EXTRACTED INFORMATION:

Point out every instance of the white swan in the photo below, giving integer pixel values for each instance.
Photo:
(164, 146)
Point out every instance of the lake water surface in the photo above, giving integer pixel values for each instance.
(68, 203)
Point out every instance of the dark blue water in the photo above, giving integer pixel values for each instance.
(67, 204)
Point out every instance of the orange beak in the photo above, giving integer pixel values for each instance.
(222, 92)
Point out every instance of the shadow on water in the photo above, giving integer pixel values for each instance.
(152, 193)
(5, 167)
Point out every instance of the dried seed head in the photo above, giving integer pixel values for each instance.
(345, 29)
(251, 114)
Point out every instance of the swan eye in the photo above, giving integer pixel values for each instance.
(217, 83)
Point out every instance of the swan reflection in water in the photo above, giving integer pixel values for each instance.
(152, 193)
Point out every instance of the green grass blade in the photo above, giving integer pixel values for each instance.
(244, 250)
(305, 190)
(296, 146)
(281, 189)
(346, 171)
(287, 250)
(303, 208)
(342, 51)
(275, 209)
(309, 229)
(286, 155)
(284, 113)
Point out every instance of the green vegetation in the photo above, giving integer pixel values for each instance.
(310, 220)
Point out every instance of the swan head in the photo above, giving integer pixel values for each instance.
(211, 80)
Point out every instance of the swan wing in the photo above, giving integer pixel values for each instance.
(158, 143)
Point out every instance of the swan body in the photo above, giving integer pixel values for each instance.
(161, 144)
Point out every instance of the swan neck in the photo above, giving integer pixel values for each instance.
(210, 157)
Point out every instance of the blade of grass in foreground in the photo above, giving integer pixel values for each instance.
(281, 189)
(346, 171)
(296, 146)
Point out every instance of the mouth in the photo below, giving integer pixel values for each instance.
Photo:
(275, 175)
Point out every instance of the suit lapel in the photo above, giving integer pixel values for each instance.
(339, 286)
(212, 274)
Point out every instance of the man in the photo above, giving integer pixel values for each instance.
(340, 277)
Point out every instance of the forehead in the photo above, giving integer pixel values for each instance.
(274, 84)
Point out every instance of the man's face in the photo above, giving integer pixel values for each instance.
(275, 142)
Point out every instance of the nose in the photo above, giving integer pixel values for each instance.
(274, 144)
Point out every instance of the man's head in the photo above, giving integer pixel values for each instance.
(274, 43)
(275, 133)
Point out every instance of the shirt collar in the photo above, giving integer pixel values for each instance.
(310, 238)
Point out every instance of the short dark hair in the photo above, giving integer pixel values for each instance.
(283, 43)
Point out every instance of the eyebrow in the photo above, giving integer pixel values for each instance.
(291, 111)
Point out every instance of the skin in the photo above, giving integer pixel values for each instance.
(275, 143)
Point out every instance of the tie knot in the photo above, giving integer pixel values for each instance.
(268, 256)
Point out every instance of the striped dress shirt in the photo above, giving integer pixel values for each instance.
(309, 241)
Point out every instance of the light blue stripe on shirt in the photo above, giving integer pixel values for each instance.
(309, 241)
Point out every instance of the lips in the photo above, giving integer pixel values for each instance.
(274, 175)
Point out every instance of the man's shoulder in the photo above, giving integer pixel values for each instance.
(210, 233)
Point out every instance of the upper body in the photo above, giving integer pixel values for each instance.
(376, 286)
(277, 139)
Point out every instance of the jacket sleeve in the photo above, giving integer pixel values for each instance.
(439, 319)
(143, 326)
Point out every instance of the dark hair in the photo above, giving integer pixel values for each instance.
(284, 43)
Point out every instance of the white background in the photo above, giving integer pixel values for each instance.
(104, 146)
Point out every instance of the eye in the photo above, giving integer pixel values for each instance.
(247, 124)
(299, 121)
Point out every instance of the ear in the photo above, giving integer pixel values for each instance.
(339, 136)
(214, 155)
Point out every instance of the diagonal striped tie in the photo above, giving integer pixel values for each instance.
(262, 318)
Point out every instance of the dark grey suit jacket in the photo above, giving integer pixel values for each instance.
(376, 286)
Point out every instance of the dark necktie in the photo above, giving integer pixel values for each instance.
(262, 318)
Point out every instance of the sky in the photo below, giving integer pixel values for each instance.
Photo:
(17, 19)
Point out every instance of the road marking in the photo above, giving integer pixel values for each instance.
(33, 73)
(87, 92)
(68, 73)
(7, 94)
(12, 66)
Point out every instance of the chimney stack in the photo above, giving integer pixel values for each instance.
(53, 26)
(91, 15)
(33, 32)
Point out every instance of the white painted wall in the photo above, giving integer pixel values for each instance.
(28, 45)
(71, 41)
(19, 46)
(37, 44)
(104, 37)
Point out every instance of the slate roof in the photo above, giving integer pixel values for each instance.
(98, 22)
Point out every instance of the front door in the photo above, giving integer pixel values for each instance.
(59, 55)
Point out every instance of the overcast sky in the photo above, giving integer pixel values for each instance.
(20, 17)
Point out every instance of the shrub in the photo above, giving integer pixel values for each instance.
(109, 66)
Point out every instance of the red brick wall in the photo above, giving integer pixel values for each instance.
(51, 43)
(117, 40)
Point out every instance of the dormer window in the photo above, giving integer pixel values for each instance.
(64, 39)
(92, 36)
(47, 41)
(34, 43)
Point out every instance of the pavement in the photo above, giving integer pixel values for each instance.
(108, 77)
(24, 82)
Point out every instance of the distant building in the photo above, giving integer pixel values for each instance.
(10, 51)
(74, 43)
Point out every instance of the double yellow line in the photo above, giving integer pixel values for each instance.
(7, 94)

WHAT YOU SHOULD DO:
Can you give again, word for word, the rows running from the line with "Point out every instance of the slate" up to and including the final line of the rows?

RESPONSE:
Point out every instance of the slate roof in the photo above, giving integer pixel values for each instance.
(98, 22)
Point out every instance of the front door in the photo above, giving integer pixel values for each instance.
(59, 55)
Point out every instance of the overcast sky in the photo above, giving integer pixel values for each instance.
(20, 17)
Point out every instance of the shrub in the photo above, giving integer pixel values for each instance.
(109, 66)
Point out every instance of the red brick wall in the photo above, giving integer pixel values for each instance.
(51, 43)
(117, 40)
Point out every instance of the dormer window in the photo above, giving integer pixel values for each instance.
(64, 39)
(92, 36)
(47, 41)
(34, 43)
Point out every instance of the pavement in the photo above, giving integer pixel values for each instance.
(108, 77)
(24, 82)
Point out every instance of the distant building in the photo above, giving integer pixel values for each instance.
(10, 51)
(74, 43)
Point out every instance of the double yellow line in the photo above, giving integer pixel values for each instance.
(7, 94)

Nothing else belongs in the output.